## begin EXCERPTED RECORDS
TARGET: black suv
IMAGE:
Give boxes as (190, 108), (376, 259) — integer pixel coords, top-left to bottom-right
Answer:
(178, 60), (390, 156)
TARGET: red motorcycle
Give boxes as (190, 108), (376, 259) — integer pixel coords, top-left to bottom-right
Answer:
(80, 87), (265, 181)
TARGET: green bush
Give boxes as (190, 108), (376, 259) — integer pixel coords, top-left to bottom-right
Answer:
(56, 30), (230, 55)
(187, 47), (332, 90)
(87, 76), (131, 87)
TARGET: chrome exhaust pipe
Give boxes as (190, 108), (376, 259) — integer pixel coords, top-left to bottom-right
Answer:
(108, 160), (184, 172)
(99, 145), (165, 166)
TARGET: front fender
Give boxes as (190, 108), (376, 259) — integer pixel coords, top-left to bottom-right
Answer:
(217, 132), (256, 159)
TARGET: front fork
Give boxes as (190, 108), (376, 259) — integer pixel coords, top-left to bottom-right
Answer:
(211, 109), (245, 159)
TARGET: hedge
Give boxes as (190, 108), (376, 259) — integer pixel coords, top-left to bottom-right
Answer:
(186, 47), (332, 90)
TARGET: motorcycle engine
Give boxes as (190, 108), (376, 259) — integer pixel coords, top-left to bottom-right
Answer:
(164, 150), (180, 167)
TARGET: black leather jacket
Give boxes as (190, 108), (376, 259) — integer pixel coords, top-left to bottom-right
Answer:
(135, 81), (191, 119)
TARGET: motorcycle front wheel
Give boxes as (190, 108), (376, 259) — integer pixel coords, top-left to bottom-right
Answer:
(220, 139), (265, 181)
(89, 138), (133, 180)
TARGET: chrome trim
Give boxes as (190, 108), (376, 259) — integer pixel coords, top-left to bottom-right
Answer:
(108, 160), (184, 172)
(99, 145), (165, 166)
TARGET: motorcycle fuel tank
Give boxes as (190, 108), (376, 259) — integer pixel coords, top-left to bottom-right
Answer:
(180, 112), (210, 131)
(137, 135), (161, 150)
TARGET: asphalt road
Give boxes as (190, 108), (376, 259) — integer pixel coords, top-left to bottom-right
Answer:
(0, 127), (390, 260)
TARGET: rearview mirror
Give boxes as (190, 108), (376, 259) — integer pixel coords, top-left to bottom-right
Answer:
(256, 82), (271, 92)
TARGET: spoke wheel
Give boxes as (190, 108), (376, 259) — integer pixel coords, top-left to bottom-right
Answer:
## end EXCERPTED RECORDS
→ TASK OBJECTIVE: Please lay out every one of the lines above as a Markdown table with two columns, Row and Line. Number the rows in order and leave out any blank lines.

→ ANSWER IN FULL:
| Row | Line |
|---|---|
| 1 | TARGET: black suv |
| 2 | IMAGE: |
| 3 | Give boxes as (190, 108), (376, 259) — integer pixel coords, top-left to bottom-right |
| 4 | Answer: |
| 5 | (178, 60), (390, 156) |
| 6 | TARGET: red motorcycle |
| 7 | Give boxes as (190, 108), (376, 259) — integer pixel coords, top-left to bottom-right |
| 8 | Answer: |
| 9 | (80, 87), (265, 181) |
| 10 | TARGET: green bush |
| 11 | Give boxes as (190, 108), (376, 259) — integer pixel coords, top-left to bottom-right |
| 12 | Answer: |
| 13 | (56, 30), (230, 55) |
| 14 | (187, 47), (332, 90) |
| 15 | (87, 76), (131, 87) |
| 16 | TARGET: chrome exhaust pipe |
| 17 | Give boxes as (190, 108), (376, 259) — integer pixel coords, top-left to bottom-right |
| 18 | Answer: |
| 19 | (108, 160), (184, 172) |
| 20 | (99, 145), (165, 166) |
| 21 | TARGET: front fender |
| 22 | Give boxes as (190, 108), (376, 259) — integer pixel coords, top-left to bottom-right |
| 23 | Answer: |
| 24 | (217, 132), (256, 159) |
| 25 | TARGET: front fork |
| 26 | Give boxes as (190, 108), (376, 259) — integer pixel coords, top-left to bottom-right |
| 27 | Answer: |
| 28 | (211, 109), (245, 159) |
| 29 | TARGET: hedge |
| 30 | Give boxes as (190, 108), (376, 259) — integer pixel coords, top-left to bottom-right |
| 31 | Answer: |
| 32 | (186, 47), (332, 90) |
| 33 | TARGET: motorcycle engine |
| 34 | Give boxes as (190, 108), (376, 259) — integer pixel coords, top-left to bottom-right |
| 35 | Answer: |
| 36 | (164, 150), (180, 167) |
| 37 | TARGET: black leather jacket |
| 38 | Give boxes as (190, 108), (376, 259) — integer pixel coords, top-left to bottom-right |
| 39 | Answer: |
| 40 | (135, 81), (191, 119) |
| 41 | TARGET: motorcycle front wheel |
| 42 | Give boxes as (190, 108), (376, 259) — integer pixel coords, top-left to bottom-right |
| 43 | Answer: |
| 44 | (220, 139), (265, 181) |
| 45 | (89, 138), (133, 180) |
| 46 | TARGET: chrome trim |
| 47 | Give boxes as (190, 108), (376, 259) — integer pixel coords, top-left to bottom-right |
| 48 | Answer: |
| 49 | (108, 160), (184, 172) |
| 50 | (99, 145), (165, 166) |
| 51 | TARGET: motorcycle fuel tank |
| 52 | Give boxes as (190, 108), (376, 259) — integer pixel coords, top-left to bottom-right |
| 53 | Answer: |
| 54 | (180, 112), (210, 131) |
| 55 | (137, 135), (161, 150) |
| 56 | TARGET: asphalt road |
| 57 | Give boxes as (190, 108), (376, 259) — integer pixel coords, top-left to bottom-right |
| 58 | Answer: |
| 59 | (0, 127), (390, 260) |
| 60 | TARGET: rearview mirror |
| 61 | Give boxes as (190, 108), (376, 259) — integer pixel coords, top-left to bottom-right |
| 62 | Answer: |
| 63 | (256, 82), (271, 92) |
| 64 | TARGET: spoke wheel |
| 65 | Give boxes as (190, 108), (376, 259) — integer pixel coords, top-left to bottom-right |
| 66 | Answer: |